Today the world took a jolt. At least my world did. Michael Vick, quarterback for the Atlanta Falcons, accepted a deal to plead guilty on dogfighting charges. Honestly, as I type this, I find myself fighting tears.
While growing up, my mother was a United Kennel Club judge. My family bred, raised, and trained dogs. Less than a year of my life has been spent without a dog as a family member. To me, the world of dogfighting is too heinous to fathom, and the details that have surfaced about Mr. Vick’s specific dogfighting enterprise are nightmarish. I won’t hide the fact that when I first read the charges against Mr. Vick and his co-defendants and the details of the cruelty used, my first thought was, “God, if he did this, I hope they crucify him.”
Then the most powerful, humbling Truth resounded in my mind as God said simply, “I did. I put him on a cross and let him die there the same time I crucified you. Only at that time, they just called y’all Jesus.”
At that moment, I felt ashamed for my quick judgment and doling out punishment that was mine to have as well. I also felt excited.
It is easy to look at Michael Vick and read the stomach-turning details to which he is pleading guilty and see the obvious depravity of his heart, soul, and mind. It is easy to look at his NFL career and potential and get an idea of how far he has fallen. The worldly details and view are open for all to see. However, I am excited because my God is not bound by worldly details but rather acts despite them.
If you’ve ever read the Bible, you are familiar with some folks who have fallen and fallen hard. King David was given all Israel, the jewel of God, to reign, and David was fascinated by another man’s wife. Peter was a man who walked on the sea, and then denied the One who picked him up when he started to sink. There was a guy named Saul who had the perfect upbringing and training, a guy who knew the law and the requirements of God, and missed it so badly that he killed the followers of Christ. I could go on, but I don’t need to. I have a mirror. I know how far people can fall. I also know God’s arm is not too short to reach them.
Even after David’s adultery, God referred to him as a “man after My own heart.” Peter was restored and walked in so much power that people who were touched by his shadow were healed. Saul traded in his knowledge and name for revelation and relationship. We know him as Paul. Me? I have my own testimony to the greatness of God’s love and mercy.
I have read for several years now about Michael Vick’s potential, and it is great. Some say “was”. I would say those folks are looking at the world because potential is determined by divine plan, not man’s sin. We have all sinned and fallen short of the glory of God, and yet, God says that His plans and purposes for us are good, full of hope, and offering a future. Obviously, God has not written off Michael Vick. Can he still be as great as he could have been? To suggest less is to call God a liar and a charlatan.

▸ Dataset extract:

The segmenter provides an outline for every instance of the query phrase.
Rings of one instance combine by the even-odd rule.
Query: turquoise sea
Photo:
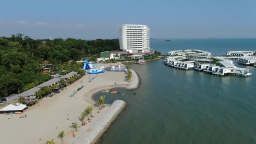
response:
[[[152,40],[150,44],[163,53],[256,50],[256,39]],[[141,85],[132,91],[117,88],[124,96],[106,94],[106,103],[122,99],[128,105],[101,144],[256,144],[256,67],[236,64],[253,74],[243,78],[174,69],[163,60],[126,64],[138,73]]]

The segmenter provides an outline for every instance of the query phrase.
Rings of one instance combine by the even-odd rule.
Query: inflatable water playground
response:
[[[110,69],[111,71],[125,71],[127,70],[127,68],[125,67],[121,67],[120,66],[118,66],[118,67],[115,67],[115,66],[112,66]]]
[[[93,64],[91,62],[88,63],[87,59],[85,60],[83,67],[84,70],[89,70],[91,69],[93,69],[94,67]]]
[[[100,69],[90,69],[90,71],[87,72],[87,73],[89,74],[96,74],[104,72],[105,70],[104,70],[104,67],[102,67]]]
[[[84,62],[83,66],[83,68],[84,70],[89,70],[90,71],[87,72],[87,73],[88,74],[99,74],[100,73],[104,72],[105,69],[104,67],[101,67],[100,69],[94,69],[93,68],[94,67],[101,65],[102,64],[93,64],[91,62],[88,62],[87,61],[87,60],[85,59]]]

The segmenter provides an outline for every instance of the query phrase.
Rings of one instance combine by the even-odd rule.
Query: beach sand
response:
[[[96,68],[102,66],[106,68],[112,65],[117,64],[104,64]],[[87,106],[94,105],[95,104],[91,98],[92,95],[109,87],[126,87],[129,84],[125,81],[126,74],[123,72],[106,71],[99,74],[91,82],[88,82],[96,75],[86,74],[60,93],[51,98],[43,99],[40,102],[29,107],[21,115],[0,115],[1,143],[44,144],[47,140],[53,139],[55,144],[61,144],[61,139],[57,136],[59,132],[61,131],[65,132],[64,143],[73,143],[85,132],[90,131],[88,128],[93,122],[110,107],[110,105],[106,106],[98,114],[97,112],[99,108],[94,107],[93,113],[94,117],[91,118],[91,122],[88,122],[86,118],[86,124],[81,125],[82,122],[78,117]],[[83,83],[81,83],[81,81]],[[69,95],[73,91],[81,85],[84,87],[73,97],[70,97]],[[27,115],[27,117],[20,118],[21,115],[24,116],[25,114]],[[77,131],[75,132],[75,138],[72,136],[74,130],[72,130],[69,127],[72,123],[74,122],[77,123],[80,126]]]

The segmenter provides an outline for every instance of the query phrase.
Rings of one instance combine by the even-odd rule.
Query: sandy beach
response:
[[[105,68],[116,64],[107,64],[98,66]],[[55,144],[61,144],[57,138],[59,132],[64,131],[64,144],[71,144],[85,132],[110,107],[106,106],[98,114],[99,108],[94,107],[94,117],[91,122],[86,120],[86,124],[82,126],[79,120],[81,113],[88,106],[94,105],[95,101],[92,95],[109,87],[126,87],[129,84],[126,81],[125,72],[106,71],[101,73],[91,82],[88,81],[96,75],[86,74],[79,80],[66,87],[66,88],[52,97],[46,97],[38,103],[29,107],[22,115],[0,115],[1,134],[0,139],[3,144],[44,144],[47,140],[53,139]],[[116,84],[115,84],[115,83]],[[74,97],[69,97],[73,91],[81,85],[84,86]],[[106,97],[106,99],[107,99]],[[26,114],[27,117],[20,118]],[[68,120],[68,119],[69,120]],[[75,131],[75,138],[72,136],[74,130],[69,126],[76,122],[80,126]]]

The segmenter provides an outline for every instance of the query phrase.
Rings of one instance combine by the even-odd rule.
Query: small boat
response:
[[[112,91],[111,93],[111,94],[116,94],[116,93],[118,93],[118,91]]]
[[[101,91],[101,93],[108,93],[109,92],[109,91]]]
[[[144,57],[141,56],[139,57],[139,61],[137,61],[137,62],[135,62],[134,64],[147,64],[147,62],[144,60]]]

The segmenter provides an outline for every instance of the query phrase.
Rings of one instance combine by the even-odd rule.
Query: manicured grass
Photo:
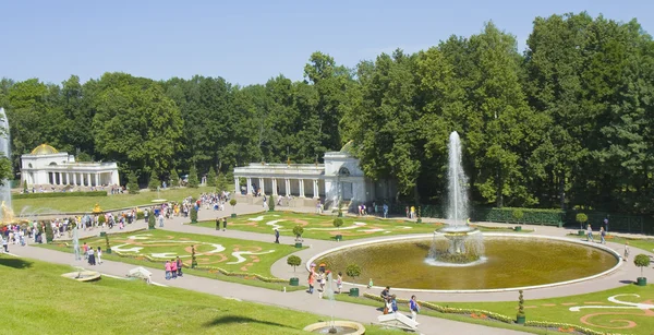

▸ Task details: According to the essay on Michael Vick, what was the writer's mother during the writer's childhood? Please answer from the essay on Michael Vick alone.

▸ Solution to this task: She was a United Kennel Club judge.